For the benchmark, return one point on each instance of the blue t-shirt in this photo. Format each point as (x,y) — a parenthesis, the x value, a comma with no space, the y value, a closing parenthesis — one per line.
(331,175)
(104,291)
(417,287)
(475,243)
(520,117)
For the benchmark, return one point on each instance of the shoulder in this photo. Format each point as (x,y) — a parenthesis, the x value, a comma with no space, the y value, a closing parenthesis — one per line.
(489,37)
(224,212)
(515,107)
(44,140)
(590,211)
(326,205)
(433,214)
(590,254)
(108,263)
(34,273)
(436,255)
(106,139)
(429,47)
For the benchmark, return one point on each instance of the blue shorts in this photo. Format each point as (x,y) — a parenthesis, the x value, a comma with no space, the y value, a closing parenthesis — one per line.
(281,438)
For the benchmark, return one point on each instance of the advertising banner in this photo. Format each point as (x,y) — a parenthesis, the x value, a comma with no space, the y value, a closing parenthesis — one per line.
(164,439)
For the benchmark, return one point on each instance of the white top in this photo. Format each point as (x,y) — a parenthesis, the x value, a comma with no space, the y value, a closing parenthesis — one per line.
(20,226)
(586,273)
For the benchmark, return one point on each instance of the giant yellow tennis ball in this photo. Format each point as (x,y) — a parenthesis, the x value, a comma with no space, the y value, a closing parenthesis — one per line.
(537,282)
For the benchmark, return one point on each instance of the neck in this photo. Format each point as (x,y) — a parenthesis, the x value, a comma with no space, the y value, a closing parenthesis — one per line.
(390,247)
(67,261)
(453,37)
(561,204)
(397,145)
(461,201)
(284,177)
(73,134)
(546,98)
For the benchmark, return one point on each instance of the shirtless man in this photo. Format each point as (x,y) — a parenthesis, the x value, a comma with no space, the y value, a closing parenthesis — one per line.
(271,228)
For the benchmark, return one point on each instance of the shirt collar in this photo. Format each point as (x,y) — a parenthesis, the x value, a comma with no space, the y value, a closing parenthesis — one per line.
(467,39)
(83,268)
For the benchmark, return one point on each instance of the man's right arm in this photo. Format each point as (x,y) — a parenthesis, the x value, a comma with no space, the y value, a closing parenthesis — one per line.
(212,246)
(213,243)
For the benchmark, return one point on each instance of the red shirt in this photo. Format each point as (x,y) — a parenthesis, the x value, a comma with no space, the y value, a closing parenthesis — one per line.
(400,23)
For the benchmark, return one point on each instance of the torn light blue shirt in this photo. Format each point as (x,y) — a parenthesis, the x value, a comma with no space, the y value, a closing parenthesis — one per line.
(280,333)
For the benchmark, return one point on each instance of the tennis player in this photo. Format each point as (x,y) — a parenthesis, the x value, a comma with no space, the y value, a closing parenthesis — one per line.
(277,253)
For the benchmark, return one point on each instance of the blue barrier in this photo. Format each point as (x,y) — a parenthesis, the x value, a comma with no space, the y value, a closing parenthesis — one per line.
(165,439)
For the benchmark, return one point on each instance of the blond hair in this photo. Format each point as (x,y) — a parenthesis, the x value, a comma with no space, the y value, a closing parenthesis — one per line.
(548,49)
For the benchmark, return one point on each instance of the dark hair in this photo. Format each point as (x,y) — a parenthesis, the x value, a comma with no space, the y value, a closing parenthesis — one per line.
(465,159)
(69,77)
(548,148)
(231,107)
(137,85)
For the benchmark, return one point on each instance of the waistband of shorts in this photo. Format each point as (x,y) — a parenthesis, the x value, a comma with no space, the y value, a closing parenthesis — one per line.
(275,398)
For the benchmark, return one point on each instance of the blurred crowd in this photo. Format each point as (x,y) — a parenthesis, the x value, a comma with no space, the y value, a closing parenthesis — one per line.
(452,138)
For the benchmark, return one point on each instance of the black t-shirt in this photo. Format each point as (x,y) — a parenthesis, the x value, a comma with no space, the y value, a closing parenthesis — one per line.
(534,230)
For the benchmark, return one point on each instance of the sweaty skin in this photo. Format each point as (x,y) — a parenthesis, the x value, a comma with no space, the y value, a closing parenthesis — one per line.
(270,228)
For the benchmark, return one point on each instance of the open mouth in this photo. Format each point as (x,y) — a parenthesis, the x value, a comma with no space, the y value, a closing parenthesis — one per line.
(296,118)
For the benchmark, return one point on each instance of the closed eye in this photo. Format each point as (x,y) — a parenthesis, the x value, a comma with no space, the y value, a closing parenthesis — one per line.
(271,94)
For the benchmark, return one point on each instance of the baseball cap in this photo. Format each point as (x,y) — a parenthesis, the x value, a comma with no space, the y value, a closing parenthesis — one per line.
☆ ☆ ☆ ☆ ☆
> _TASK PROMPT_: Print every entry exactly as it appears.

> _REPLY_:
For the benchmark, return one point on each instance of the blue t-shirt in this photo. Format each point as (x,y) — a parenthesis, the x value, a comma with no space, the y value, a closing parenthesis — one per line.
(331,175)
(104,291)
(417,287)
(475,243)
(520,117)
For the benchmark, return one point on each instance of the shoulder in this photo. Format each point as (x,y) — a parenthesis, the x value, a comma with no space, the y value, a closing parenthesis — one per line.
(489,37)
(224,212)
(515,107)
(44,140)
(590,211)
(326,205)
(433,214)
(590,254)
(108,263)
(34,273)
(436,255)
(106,139)
(429,47)
For the benchmark, return one point on each instance of the blue shorts in this photo. Format each point as (x,y) — a parenthesis, the x value, a comma with no space, the y value, a closing parenthesis — one per line.
(281,438)
For the benchmark, return one point on each instance of the advertising banner in this photo. Format each point as (x,y) — a parenthesis, the x value, a comma with no space, the y value, a closing parenthesis — one per line.
(164,439)
For the benchmark, return one point on each instance of the white top in this photo. Format each point as (x,y) — a parenthesis, the x value, a comma with no space, the y value, a closing parenthesis — one per line.
(20,226)
(586,273)
For the benchmark, return one point on each instance of the giant yellow tennis ball in this photo. Format each point as (x,y) — a parenthesis, the x value, a comma with no space, the y value, a closing parenthesis — one per line.
(537,282)
For the benchmark, return one point on each instance of the neck in this photo. Format each point as (x,y) — a parenthesis, the x value, a comma with no space, the y value, a closing parenthesis — one per line.
(390,247)
(67,261)
(453,37)
(561,204)
(397,145)
(461,201)
(284,177)
(73,134)
(546,98)
For the benchmark, return one point on each instance of the shirtless man in this photo. Format each point as (x,y) — a parenthesis, the x value, a comma with no space, the y value, a closing parenthesis — one per line.
(271,228)
For the benchmark, return one point on each instance of the shirt collar in this photo. Format each point as (x,y) — a parenthesis, the x value, a comma with no space, the y value, a closing parenthesis — one per line.
(467,39)
(83,268)
For the benchmark, return one point on each instance of the man's right arm in this photo. Format each point as (x,y) — a parenthesis, the x value, a comma with no space, the y value, a closing parenthesis — one per line.
(212,246)
(213,243)
For the benchmark, return one point on each instance of the red shirt in this photo. Format each point as (x,y) — a parenthesis, the x value, a comma with no space, the y value, a closing parenthesis — one per line.
(400,23)
For the benchmark, return one point on each instance of the torn light blue shirt in this photo. Format each point as (x,y) — a parenthesis, the x value, a comma with no space, the y value, a closing parenthesis — one per line.
(280,333)
For the benchmark, return one point on each instance of the tennis player in this photo. Format each point as (x,y) — a parenthesis, the x value, a comma with no space, the y value, a closing parenthesis — one per line.
(277,253)
For the benchmark, return one point on each instance of the blue barrier in this photo. Format each point as (x,y) — a parenthesis, the x value, a comma with no space, the y value, a closing parenthesis — one per line.
(165,439)
For the benchmark, return one point on each instance of the blond hair in this photo. Format each point as (x,y) — a parenthesis, the x value, a comma with no space, the y value, a closing parenthesis — one per line.
(548,49)
For the benchmark, return one point on each instance of the dark hair in this photo. Format each point as (x,y) — a parenthesis, the x value, a comma with no space, the y value, a closing parenthesis — one per line.
(465,159)
(69,77)
(548,148)
(231,107)
(137,85)
For the benchmark, return one point on each instance of the waistband of shorts in this photo. Format each point as (x,y) — a parenthesis, the x value, a comma with no space, the y value, a closing parenthesis — one per line.
(275,398)
For the benchmark, return one point on each instance of the blurred crowd in this photo. Format each point as (x,y) — a parenthesis, the x value, a comma with no space, the y value, a closing parenthesis — one per line.
(452,138)
For the benchmark, return one point on each instance of the black t-shirt in this photo. Format each point as (x,y) — a parenthesis, the x value, a comma with no space, the y value, a closing parenthesis — one per line.
(534,230)
For the benchmark, return one point on each instance of the sweaty skin in this photo. Format each point as (x,y) — a parenthesis, the x value, a comma with no space, the y value, a closing parenthesis — one per line.
(270,228)
For the benchmark, return one point on each instance of the open mouth in this photo. Format each point as (x,y) — a parenthesis, the x value, a comma with no space, the y value, a closing parenthesis — one per line.
(296,118)
For the benchmark, return one point on each instance of the closed eye in this photo. Format each point as (x,y) — a parenthesis, the x value, a comma with no space, the y value, a closing parenthesis — one per line.
(271,94)
For the benchmark, return one point on each instance of the baseball cap in this photo. Format each point as (x,y) — a parenthesis, the x value, a comma with no space, the y value, a closing parenthesis — one per line.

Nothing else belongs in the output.